Consigne:
Poursuivez l'article sur la reconversion des prairies Saint-Martin à Rennes en reprenant juste après sa dernière phrase.

Extrait choisi:
━━━━━━━━━━━━━━━━━━━━

Login

“Faire d'une friche industrielle un parc naturel urbain”

« Le nouveau projet de parc naturel urbain s'inscrit dans les principes de développement durable de la ville de Rennes et concourt à la mise en oeuvre du Plan Bleu de l'agglomération », souligne Laurence Roux, conductrice d'opérations à la direction des jardins.PHOTO : YAËL HADDAD

Laurence Roux, conductrice d'opérations à la direction des jardins de Rennes (35), gère la reconversion d'un site pollué ayant accueilli lavoirs, tanneries, entreprises et jardins familiaux. Cet aménagement est un concentré de tendances actuelles : reconstitution de zones naturelles, réponse aux multiples besoins des usagers, aux attentes environnementales, et recours à une gamme végétale locale, via des pépinières spécialisées...

Vous devez vous inscrire pour consulter librement tous les articles.

Les prairies Saint-Martin constituent un vaste espace d'une trentaine d'hectares, non urbanisé, en plein coeur de Rennes. À l'origine, le site est constitué d'un ensemble de prairies inondables bordées par un bras de l'Ille (à l'est).

Au XIXe siècle, la construction du canal d'Ille-et-Rance, à l'ouest, favorise le développement d'un faubourg aux abords du site ainsi que l'installation de lavoirs et de tanneries sur les prairies. En 1929, l'office public d'aménagement et de construction achète 8 ha de terrain le long de la rivière pour y installer des jardins ouvriers. Puis, grâce au remblaiement de plusieurs bras secondaires de l'Ille dans le secteur nord, près de 300 entreprises s'installent au fil des années sur la ZI du Trublet (5 ha).

Une activité qui déclinera fortement à partir des années 1970-1980. Le reste du territoire est conservé en réserve foncière pour accueillir un projet de pénétrante à quatre voies. Au début des années 1990, avec l'abandon de ce projet et la fin de l'activité industrielle, la ville entame une réflexion sur la revalorisation du site. « Les principaux objectifs sont le redéploiement du champ d'expansion des crues pour prévenir les risques d'inondations des quartiers alentours, la mise en valeur du potentiel écologique tout en offrant un espace de respiration pour les habitants, la rénovation des jardins ouvriers, la création de liaisons interquartiers », explique Laurence Roux, conductrice d'opérations à la direction des jardins de Rennes. La ville « décide de faire d'une ancienne friche industrielle un parc naturel urbain ». Elle rachète donc progressivement les terrains qui ne lui appartiennent pas et les premières études et travaux de nettoyage démarrent fin 2005. Elle obtient une déclaration d'utilité publique en 2006.

Une pollution à l'ampleur insoupçonnée.

━━━━━━━━━━━━━━━━━━━━

Données fournies:
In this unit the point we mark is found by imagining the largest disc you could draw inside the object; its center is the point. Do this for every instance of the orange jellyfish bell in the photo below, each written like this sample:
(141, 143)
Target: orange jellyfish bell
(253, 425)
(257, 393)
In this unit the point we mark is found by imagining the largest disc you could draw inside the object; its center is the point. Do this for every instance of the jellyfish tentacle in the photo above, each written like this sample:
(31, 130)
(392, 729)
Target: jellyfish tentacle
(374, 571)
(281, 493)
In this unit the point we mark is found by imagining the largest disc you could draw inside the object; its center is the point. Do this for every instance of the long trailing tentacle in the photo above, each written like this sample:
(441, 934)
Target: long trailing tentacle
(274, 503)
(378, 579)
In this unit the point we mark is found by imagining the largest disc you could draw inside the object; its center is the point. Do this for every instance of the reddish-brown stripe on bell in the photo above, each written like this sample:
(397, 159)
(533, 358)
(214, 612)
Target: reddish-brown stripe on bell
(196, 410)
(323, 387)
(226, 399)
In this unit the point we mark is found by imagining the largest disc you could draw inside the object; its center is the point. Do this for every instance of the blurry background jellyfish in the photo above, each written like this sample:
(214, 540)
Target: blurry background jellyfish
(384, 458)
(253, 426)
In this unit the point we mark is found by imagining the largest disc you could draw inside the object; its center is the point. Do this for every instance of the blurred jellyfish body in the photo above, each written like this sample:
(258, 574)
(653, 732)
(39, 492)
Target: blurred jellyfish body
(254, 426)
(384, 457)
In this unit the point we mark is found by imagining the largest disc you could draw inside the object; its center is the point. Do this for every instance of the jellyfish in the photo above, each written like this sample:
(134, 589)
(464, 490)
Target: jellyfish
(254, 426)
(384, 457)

━━━━━━━━━━━━━━━━━━━━

Problème résolu:
La donne change quelque peu lorsque les premières études des sols démarrent en 2008 : la pollution est plus vaste que prévu ! « Nous avions bien imaginé que nous trouverions des sols pollués dans le secteur de la ZI du Trublet, du fait des activités passées. Mais nous ne pensions pas découvrir des problèmes de pollution dans les jardins familiaux, en fonctionnement depuis près d'un siècle ! C'est pourtant ce qu'ont révélé des analyses de qualité des sols et des eaux souterraines, réalisées en vue de l'installation de points d'eau d'arrosage par pompage. Ils ont fait apparaître une présence anormalement élevée de plomb, supérieure au niveau autorisé par la réglementation. Des études complémentaires sur le sol et les légumes produits ont montré également la présence d'autres charges en métaux lourds. Des doses qui imposaient notamment de ne plus consommer les légumes feuilles, ce qui nous a conduits à nous résoudre à l'arrêt de l'activité des jardins familiaux. Il a donc fallu repenser le projet de réaménagement. » Un concours de maîtrise d'oeuvre a été lancé en 2011-2012. Il a été remporté par l'agence Base.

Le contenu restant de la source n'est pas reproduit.